Brief -> An exact copy of the listing is required, with its pictures removed.

Given records ->
# # # # #

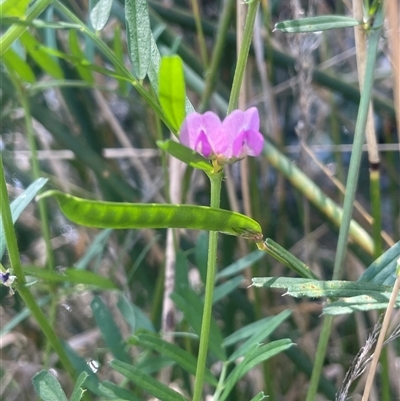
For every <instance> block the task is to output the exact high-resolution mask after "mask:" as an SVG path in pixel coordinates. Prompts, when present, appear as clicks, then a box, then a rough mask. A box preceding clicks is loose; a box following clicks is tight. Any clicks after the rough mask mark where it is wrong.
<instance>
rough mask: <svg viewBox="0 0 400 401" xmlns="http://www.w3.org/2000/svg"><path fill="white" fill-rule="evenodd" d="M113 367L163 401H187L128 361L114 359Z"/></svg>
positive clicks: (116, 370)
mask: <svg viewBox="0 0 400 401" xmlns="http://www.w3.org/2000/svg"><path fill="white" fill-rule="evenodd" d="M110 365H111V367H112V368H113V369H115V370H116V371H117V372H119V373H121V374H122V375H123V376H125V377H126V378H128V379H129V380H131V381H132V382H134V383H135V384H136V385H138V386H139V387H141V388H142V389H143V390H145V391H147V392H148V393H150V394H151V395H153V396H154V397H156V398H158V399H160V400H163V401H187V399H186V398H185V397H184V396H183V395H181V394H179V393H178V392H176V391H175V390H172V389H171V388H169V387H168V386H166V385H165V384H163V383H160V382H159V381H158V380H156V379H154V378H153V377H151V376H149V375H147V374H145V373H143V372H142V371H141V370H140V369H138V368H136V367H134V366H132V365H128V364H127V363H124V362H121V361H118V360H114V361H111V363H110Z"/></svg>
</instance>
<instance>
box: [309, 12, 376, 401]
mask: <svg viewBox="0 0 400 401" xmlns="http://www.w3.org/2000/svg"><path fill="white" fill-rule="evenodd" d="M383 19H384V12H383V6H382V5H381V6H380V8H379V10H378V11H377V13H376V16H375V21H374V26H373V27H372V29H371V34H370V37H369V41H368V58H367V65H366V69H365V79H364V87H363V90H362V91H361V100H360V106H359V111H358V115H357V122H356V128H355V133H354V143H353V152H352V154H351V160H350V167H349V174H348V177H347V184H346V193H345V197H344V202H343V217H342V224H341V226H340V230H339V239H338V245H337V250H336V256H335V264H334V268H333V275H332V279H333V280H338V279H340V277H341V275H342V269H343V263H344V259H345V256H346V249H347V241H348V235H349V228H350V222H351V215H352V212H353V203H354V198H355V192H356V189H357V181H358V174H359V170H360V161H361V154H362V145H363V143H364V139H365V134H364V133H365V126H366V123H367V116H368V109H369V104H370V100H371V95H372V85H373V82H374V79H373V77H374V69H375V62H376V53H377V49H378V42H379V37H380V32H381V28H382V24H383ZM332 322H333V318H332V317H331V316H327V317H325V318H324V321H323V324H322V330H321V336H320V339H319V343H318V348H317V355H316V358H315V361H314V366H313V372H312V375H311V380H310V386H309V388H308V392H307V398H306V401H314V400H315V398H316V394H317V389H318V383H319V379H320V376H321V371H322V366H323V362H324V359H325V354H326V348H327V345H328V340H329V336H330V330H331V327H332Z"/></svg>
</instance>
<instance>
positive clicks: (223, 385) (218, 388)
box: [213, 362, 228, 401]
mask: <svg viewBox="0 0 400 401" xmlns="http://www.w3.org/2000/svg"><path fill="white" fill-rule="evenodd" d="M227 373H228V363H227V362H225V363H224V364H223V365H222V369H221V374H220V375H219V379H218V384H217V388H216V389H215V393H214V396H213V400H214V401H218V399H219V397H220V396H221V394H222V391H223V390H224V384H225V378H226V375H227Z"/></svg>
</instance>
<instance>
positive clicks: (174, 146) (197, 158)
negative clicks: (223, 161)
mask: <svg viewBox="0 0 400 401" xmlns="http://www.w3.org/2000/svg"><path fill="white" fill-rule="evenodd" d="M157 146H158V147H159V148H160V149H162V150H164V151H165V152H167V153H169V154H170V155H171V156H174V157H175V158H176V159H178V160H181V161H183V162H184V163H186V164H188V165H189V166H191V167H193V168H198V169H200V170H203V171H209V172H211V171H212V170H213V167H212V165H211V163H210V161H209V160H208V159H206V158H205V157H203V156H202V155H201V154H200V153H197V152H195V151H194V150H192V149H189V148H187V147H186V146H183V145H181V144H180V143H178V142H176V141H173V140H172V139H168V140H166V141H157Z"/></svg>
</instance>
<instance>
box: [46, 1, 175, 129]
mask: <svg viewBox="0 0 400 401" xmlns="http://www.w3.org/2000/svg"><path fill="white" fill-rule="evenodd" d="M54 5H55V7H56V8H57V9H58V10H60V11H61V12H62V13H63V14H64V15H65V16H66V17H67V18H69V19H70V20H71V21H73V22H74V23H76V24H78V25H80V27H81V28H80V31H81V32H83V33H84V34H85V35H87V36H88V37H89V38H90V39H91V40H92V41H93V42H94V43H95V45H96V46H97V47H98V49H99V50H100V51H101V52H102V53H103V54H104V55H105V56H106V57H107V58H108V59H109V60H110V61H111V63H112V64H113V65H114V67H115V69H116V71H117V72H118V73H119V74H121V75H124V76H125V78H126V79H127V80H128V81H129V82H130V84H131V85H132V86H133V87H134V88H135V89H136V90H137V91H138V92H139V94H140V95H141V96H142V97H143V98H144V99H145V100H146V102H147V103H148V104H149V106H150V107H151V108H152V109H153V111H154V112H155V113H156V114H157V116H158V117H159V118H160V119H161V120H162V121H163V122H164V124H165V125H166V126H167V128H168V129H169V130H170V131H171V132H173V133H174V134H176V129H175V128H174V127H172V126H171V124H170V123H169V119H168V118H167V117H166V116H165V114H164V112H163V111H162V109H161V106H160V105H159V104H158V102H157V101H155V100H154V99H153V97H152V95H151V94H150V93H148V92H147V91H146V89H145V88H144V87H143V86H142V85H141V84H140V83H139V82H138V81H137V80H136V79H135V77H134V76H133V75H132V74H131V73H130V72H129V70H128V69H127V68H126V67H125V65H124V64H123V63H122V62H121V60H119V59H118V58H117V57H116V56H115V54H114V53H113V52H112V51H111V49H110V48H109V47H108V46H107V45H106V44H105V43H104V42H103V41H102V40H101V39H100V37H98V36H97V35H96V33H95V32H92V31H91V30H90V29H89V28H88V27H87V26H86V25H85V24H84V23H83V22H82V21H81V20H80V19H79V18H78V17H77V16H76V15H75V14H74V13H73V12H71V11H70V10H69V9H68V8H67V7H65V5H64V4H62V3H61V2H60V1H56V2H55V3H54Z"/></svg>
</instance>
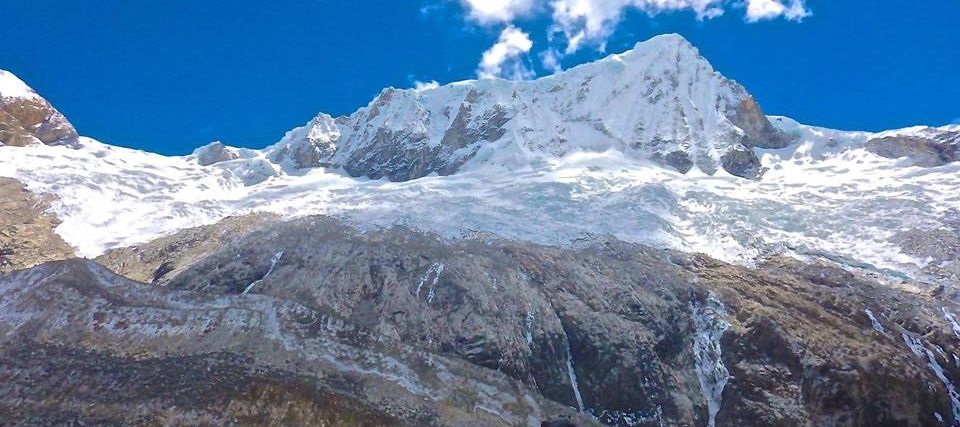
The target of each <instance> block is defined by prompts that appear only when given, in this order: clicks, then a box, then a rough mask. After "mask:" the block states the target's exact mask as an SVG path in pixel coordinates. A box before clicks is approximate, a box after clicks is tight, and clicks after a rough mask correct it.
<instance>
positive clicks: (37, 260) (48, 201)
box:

# # # # #

Output below ->
For every <instance> block the task is to output the exact high-resolution mask after "mask:" as an SVG path in pixel coordinates. Prompts, when present, appear as clicks, then a box, then a rough mask. A box preceding clicks is loose; a box following clicks is tight. Any clicks after the rough mask mark where it is wrong.
<instance>
rough mask: <svg viewBox="0 0 400 401" xmlns="http://www.w3.org/2000/svg"><path fill="white" fill-rule="evenodd" d="M113 367L163 401H187L128 361L114 359Z"/></svg>
positive clicks: (116, 370)
mask: <svg viewBox="0 0 400 401" xmlns="http://www.w3.org/2000/svg"><path fill="white" fill-rule="evenodd" d="M110 365H111V367H112V368H113V369H115V370H116V371H117V372H119V373H121V374H122V375H123V376H125V377H126V378H128V379H129V380H131V381H132V382H134V383H135V384H136V385H138V386H139V387H141V388H142V389H143V390H145V391H147V392H148V393H150V394H151V395H153V396H154V397H156V398H158V399H160V400H163V401H187V399H186V398H185V397H184V396H183V395H181V394H179V393H178V392H176V391H175V390H172V389H171V388H169V387H168V386H166V385H165V384H163V383H160V382H159V381H158V380H156V379H154V378H153V377H151V376H149V375H147V374H145V373H143V372H142V371H141V370H140V369H138V368H136V367H134V366H132V365H128V364H127V363H124V362H121V361H118V360H114V361H111V363H110Z"/></svg>
</instance>
<instance>
box: [309, 12, 376, 401]
mask: <svg viewBox="0 0 400 401" xmlns="http://www.w3.org/2000/svg"><path fill="white" fill-rule="evenodd" d="M383 19H384V12H383V6H382V5H381V6H380V8H379V10H378V11H377V13H376V16H375V21H374V26H373V27H372V29H371V34H370V37H369V41H368V58H367V65H366V69H365V79H364V87H363V90H362V91H361V100H360V106H359V111H358V115H357V122H356V128H355V133H354V143H353V152H352V154H351V160H350V167H349V174H348V177H347V184H346V193H345V197H344V202H343V217H342V224H341V226H340V230H339V239H338V245H337V250H336V256H335V264H334V268H333V275H332V279H333V280H338V279H340V277H341V275H342V269H343V263H344V259H345V256H346V249H347V241H348V235H349V228H350V222H351V215H352V212H353V203H354V198H355V192H356V189H357V181H358V174H359V170H360V161H361V154H362V145H363V143H364V139H365V134H364V133H365V126H366V123H367V116H368V109H369V104H370V100H371V95H372V85H373V82H374V79H373V77H374V69H375V62H376V53H377V49H378V42H379V37H380V32H381V28H382V24H383ZM332 322H333V318H332V317H331V316H327V317H325V318H324V321H323V324H322V330H321V336H320V339H319V343H318V348H317V355H316V358H315V361H314V366H313V372H312V375H311V380H310V386H309V388H308V392H307V398H306V401H314V400H315V398H316V394H317V389H318V383H319V379H320V376H321V371H322V366H323V362H324V359H325V354H326V348H327V345H328V340H329V336H330V330H331V327H332Z"/></svg>
</instance>
<instance>
positive clicks: (223, 385) (218, 388)
box: [213, 362, 228, 401]
mask: <svg viewBox="0 0 400 401" xmlns="http://www.w3.org/2000/svg"><path fill="white" fill-rule="evenodd" d="M227 373H228V363H227V362H225V363H224V364H223V365H222V369H221V374H220V375H219V379H218V384H217V388H216V389H215V393H214V396H213V400H214V401H218V399H219V397H220V396H221V394H222V391H223V390H224V384H225V378H226V375H227Z"/></svg>
</instance>
<instance>
positive clicks: (174, 146) (197, 158)
negative clicks: (223, 161)
mask: <svg viewBox="0 0 400 401" xmlns="http://www.w3.org/2000/svg"><path fill="white" fill-rule="evenodd" d="M157 146H158V147H159V148H160V149H162V150H164V151H165V152H167V153H169V154H170V155H171V156H174V157H175V158H176V159H178V160H181V161H183V162H184V163H186V164H188V165H189V166H191V167H193V168H198V169H200V170H203V171H209V172H211V171H212V170H213V167H212V165H211V163H210V161H209V160H208V159H206V158H205V157H203V156H202V155H201V154H200V153H197V152H195V151H194V150H192V149H189V148H187V147H186V146H183V145H181V144H180V143H178V142H176V141H173V140H172V139H168V140H166V141H157Z"/></svg>
</instance>
<instance>
box: [46, 1, 175, 129]
mask: <svg viewBox="0 0 400 401" xmlns="http://www.w3.org/2000/svg"><path fill="white" fill-rule="evenodd" d="M54 5H55V7H56V8H57V9H58V10H60V11H61V12H62V13H63V14H64V15H65V16H66V17H67V18H69V19H70V20H71V21H73V22H74V23H76V24H78V25H80V27H81V28H80V31H81V32H83V33H84V34H85V35H87V36H88V37H89V38H90V39H91V40H92V41H93V42H94V43H95V45H96V46H97V47H98V49H99V50H100V51H101V52H102V53H103V54H104V55H105V56H106V57H107V58H108V59H109V60H110V61H111V63H112V64H113V65H114V67H115V69H116V71H117V72H118V73H119V74H121V75H124V76H125V78H126V79H127V80H128V81H129V82H130V84H131V85H132V86H133V87H134V88H135V89H136V90H137V91H138V92H139V94H140V95H141V96H142V97H143V98H144V99H145V100H146V102H147V103H148V104H149V106H150V107H151V108H152V109H153V111H154V112H155V113H156V114H157V116H158V117H159V118H160V119H161V120H162V121H163V122H164V124H165V125H166V126H167V128H168V129H169V130H170V131H171V132H173V133H174V134H176V129H175V128H174V127H172V126H171V124H170V123H169V119H168V118H167V117H166V116H165V114H164V112H163V111H162V109H161V106H160V105H159V104H158V102H157V101H155V100H154V99H153V97H152V95H151V94H150V93H148V92H147V91H146V89H145V88H144V87H143V86H142V85H141V84H140V83H139V82H138V81H137V80H136V79H135V77H134V76H133V75H132V74H131V73H130V72H129V70H128V69H127V68H126V67H125V65H124V64H123V63H122V62H121V60H119V59H118V58H117V57H116V56H115V54H114V53H113V52H112V51H111V49H110V48H109V47H108V46H107V45H106V44H105V43H104V42H103V41H102V40H101V39H100V37H98V36H97V35H96V33H95V32H92V31H91V30H90V29H89V28H88V27H87V26H86V25H85V24H84V23H83V22H82V21H81V20H80V19H79V18H78V17H77V16H76V15H75V14H74V13H73V12H71V11H70V10H69V9H68V8H67V7H65V5H64V4H62V3H61V2H60V1H56V2H55V3H54Z"/></svg>
</instance>
The target of each <instance> block is defined by prompts that appear only when given, in this order: clicks, then a box, then a rough mask. After "mask:" the block states the target's exact mask as an SVG path in pixel coordinates. A box before clicks is approximate, a box after clicks is tight, and clicks after a rough mask correct it.
<instance>
positive clicks: (37, 260) (48, 201)
box:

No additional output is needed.